*Problema a resolver*
Indica qué dos cosas, según el texto analizado, nadie consigue por comparación.

::: Texto analizado

Sin lugar para la angustia. La sal de la tierra.


“Vosotros sois la sal de la tierra, pero si la sal se desvirtúa, ¿con qué se la salará?” Mt.5,13

A veces hay que pararse. A veces, uno es obligado a hacerlo desde sí mismo. Siempre ocurre cuando la angustia atenaza, cuando no hay nada que hacer, ningún sitio a dónde ir, nada que esperar.

Esa angustia, siendo brutal, se muestra a sí misma, sin embargo, casi como un lujo cuando se puede mirar objetivamente al otro, a tantos. Desde esa perspectiva, puede disiparse.

Nadie se salva por comparación, nadie es feliz por comparación, pero cualquiera puede situarse en la realidad sólo comparando, siendo en el espacio y el tiempo, en la Geografía y en la Historia. El Dasein supone ahora un “Da” demasiado grande, demasiado cruel, para limitarlo a nuestra vida corriente.

::::::
::: Extractos de datos

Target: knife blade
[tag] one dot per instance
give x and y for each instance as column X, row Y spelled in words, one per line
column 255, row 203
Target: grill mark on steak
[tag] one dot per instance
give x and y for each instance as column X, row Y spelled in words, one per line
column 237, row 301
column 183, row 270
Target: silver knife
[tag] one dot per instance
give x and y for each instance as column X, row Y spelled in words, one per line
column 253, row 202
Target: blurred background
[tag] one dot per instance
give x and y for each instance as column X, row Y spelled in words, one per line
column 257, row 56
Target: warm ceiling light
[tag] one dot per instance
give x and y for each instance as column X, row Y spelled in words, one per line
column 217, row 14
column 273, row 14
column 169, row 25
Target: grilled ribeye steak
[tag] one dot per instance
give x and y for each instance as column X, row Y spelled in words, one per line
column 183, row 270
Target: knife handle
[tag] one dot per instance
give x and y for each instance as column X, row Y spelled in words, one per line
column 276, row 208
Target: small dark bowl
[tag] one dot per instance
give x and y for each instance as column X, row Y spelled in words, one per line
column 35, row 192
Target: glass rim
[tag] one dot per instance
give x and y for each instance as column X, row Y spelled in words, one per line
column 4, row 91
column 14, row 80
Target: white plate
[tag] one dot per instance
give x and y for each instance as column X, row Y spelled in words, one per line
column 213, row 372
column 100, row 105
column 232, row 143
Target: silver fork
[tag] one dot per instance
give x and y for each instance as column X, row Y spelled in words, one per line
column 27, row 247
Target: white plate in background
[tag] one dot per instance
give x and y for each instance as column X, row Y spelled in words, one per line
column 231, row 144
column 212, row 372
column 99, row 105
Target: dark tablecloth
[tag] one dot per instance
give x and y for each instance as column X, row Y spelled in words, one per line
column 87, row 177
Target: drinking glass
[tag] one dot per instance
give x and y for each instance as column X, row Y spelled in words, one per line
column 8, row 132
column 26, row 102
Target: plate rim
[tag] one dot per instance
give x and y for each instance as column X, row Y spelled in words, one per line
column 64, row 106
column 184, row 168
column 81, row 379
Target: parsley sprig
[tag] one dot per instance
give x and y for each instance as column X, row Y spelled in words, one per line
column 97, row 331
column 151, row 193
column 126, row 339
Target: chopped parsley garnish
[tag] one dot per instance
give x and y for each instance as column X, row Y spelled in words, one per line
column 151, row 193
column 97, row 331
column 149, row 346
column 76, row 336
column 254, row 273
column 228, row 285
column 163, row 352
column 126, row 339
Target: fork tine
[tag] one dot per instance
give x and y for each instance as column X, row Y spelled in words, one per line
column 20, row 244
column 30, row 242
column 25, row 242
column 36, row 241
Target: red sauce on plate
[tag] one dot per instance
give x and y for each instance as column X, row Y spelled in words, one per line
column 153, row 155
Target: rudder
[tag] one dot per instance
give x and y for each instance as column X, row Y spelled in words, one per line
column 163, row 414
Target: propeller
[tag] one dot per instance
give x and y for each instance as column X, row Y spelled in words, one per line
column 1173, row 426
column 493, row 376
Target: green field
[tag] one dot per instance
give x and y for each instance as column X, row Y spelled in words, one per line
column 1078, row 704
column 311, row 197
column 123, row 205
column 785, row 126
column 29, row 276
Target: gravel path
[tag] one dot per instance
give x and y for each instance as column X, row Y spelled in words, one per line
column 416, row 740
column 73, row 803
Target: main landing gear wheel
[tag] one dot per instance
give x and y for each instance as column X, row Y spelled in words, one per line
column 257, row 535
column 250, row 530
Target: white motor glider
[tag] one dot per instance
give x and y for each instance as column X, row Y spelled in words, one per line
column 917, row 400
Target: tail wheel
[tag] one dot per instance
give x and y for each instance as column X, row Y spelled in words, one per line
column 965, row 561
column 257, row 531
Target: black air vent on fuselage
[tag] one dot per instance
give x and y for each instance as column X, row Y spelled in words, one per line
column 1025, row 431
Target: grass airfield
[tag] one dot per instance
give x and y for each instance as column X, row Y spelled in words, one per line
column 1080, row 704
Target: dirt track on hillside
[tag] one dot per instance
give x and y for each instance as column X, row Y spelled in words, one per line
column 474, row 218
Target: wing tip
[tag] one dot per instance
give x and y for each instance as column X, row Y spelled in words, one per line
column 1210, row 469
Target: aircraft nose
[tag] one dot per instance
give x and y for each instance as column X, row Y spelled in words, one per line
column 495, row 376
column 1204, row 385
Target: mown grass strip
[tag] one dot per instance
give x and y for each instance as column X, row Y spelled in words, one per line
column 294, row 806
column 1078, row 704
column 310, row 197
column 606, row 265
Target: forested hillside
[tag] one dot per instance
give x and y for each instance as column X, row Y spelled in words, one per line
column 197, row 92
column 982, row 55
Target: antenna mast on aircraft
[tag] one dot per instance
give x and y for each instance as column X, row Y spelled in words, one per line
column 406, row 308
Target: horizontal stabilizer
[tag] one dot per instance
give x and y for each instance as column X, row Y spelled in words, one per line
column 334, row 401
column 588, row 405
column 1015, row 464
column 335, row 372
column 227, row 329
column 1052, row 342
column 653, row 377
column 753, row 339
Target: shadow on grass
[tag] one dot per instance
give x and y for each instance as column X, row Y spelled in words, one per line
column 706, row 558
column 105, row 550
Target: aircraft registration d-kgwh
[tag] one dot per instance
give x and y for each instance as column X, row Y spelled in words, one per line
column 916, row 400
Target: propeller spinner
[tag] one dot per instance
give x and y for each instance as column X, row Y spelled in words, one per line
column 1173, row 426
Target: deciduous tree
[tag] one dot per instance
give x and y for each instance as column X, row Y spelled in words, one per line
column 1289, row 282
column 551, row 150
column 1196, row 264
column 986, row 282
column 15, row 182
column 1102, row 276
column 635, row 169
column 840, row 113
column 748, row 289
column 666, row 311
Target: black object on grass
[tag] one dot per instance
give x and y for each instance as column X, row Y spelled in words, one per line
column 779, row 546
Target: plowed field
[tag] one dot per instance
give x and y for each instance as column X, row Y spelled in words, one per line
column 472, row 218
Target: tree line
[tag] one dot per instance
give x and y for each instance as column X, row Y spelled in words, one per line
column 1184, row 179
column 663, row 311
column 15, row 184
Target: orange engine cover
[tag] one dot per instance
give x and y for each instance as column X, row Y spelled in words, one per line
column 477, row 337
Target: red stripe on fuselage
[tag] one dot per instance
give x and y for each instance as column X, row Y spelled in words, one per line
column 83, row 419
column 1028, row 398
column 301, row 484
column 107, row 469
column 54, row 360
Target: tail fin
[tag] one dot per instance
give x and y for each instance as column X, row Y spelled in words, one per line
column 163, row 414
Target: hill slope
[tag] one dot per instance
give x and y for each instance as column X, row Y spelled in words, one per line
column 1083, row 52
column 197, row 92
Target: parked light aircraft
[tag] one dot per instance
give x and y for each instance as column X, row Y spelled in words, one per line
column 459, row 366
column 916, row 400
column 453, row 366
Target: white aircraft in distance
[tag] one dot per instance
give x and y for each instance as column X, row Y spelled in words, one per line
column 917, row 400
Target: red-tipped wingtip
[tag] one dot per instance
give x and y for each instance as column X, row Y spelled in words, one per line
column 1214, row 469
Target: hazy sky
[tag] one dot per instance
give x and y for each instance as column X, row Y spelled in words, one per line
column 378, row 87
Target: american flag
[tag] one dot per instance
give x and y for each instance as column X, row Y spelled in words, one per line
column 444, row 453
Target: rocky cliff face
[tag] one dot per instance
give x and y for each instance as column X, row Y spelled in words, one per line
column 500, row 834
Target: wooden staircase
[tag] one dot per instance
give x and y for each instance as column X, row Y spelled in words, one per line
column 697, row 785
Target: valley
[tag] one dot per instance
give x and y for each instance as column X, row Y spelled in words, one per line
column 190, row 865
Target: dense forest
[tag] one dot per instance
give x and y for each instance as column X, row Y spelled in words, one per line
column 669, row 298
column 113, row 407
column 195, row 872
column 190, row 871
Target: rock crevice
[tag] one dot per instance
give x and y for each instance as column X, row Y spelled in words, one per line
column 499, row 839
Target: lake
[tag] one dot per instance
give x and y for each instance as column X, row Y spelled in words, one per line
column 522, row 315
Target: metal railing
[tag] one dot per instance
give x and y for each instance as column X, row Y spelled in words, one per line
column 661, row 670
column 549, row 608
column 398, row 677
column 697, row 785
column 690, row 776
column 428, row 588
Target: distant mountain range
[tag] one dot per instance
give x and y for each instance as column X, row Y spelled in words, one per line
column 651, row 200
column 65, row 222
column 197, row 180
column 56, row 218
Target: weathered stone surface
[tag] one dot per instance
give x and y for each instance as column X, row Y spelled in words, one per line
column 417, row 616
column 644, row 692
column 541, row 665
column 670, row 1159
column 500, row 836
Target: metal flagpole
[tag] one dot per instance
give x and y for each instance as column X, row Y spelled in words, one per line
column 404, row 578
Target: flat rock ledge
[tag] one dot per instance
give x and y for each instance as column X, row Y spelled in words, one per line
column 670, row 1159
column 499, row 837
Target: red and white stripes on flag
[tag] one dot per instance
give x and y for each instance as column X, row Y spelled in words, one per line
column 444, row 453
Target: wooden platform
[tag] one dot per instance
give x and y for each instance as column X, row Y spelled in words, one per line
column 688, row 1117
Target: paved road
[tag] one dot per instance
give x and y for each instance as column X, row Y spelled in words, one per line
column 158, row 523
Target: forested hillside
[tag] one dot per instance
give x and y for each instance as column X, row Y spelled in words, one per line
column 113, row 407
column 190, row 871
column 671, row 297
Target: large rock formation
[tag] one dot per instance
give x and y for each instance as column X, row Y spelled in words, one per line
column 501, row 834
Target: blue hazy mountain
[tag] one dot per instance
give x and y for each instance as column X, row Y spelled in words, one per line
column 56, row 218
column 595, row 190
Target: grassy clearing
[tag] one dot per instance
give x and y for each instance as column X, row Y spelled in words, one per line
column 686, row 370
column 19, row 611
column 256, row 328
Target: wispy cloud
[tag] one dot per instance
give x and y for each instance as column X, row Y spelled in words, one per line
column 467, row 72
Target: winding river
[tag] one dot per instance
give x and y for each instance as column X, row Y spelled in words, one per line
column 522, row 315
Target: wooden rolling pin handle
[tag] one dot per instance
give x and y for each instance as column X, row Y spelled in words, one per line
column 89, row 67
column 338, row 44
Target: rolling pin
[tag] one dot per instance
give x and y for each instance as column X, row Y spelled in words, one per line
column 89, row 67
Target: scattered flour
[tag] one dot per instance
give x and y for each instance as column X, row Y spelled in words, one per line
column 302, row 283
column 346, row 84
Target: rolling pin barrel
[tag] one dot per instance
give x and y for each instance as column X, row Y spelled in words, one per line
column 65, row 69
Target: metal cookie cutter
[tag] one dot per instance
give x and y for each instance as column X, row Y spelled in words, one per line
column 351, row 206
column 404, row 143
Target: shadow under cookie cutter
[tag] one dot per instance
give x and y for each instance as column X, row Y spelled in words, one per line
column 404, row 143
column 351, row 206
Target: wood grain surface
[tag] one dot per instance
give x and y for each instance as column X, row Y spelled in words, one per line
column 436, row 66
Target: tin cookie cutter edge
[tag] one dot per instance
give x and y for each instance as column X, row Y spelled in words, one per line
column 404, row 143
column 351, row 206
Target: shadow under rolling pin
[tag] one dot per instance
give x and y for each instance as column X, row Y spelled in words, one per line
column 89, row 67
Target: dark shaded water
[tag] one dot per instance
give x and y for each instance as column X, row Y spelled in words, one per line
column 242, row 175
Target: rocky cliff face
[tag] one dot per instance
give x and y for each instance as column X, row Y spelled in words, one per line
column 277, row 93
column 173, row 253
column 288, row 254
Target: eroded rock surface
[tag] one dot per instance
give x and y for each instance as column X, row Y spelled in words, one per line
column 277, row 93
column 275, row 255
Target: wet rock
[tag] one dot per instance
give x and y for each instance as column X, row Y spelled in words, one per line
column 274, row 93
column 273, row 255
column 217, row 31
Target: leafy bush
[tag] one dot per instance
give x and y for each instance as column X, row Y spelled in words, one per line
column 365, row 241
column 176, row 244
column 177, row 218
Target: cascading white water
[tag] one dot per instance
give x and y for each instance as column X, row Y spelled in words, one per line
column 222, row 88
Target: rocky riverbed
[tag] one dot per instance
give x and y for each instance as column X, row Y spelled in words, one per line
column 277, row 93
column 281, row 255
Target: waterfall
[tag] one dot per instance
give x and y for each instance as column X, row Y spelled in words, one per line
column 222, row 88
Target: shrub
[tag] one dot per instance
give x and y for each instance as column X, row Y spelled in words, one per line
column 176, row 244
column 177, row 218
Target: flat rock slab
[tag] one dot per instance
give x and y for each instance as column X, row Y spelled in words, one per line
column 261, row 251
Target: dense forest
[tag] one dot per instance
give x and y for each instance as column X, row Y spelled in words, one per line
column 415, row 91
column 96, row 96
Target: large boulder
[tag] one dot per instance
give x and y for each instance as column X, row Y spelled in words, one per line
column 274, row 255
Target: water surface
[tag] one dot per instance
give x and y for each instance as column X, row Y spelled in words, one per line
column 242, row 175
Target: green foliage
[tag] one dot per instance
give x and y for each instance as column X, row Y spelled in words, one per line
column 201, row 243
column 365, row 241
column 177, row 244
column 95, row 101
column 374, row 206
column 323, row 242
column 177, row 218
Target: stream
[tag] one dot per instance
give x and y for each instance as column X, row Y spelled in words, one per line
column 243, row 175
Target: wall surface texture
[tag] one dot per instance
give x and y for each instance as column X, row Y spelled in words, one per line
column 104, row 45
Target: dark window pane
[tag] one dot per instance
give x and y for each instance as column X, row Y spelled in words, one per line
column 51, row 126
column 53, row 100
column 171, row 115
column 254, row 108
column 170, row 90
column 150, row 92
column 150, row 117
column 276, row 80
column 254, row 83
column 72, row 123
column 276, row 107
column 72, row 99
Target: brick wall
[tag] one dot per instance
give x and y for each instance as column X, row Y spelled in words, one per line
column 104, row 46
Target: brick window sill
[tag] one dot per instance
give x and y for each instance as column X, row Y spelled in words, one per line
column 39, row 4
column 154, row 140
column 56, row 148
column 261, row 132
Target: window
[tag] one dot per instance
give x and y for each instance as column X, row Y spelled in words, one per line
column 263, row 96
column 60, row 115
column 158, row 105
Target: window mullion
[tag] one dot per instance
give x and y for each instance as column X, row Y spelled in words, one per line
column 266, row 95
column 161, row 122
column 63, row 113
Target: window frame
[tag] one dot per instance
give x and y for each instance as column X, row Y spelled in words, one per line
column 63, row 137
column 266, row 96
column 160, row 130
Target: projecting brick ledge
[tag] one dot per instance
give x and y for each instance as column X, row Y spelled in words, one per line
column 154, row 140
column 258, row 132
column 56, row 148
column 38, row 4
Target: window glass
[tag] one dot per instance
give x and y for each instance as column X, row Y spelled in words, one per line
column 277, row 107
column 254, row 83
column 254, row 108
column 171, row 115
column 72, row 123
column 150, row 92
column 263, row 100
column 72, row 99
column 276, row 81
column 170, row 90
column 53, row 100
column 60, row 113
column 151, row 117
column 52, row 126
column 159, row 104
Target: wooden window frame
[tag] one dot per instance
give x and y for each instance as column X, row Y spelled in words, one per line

::::::

*Respuesta*
Nadie se salva ni es feliz por comparación.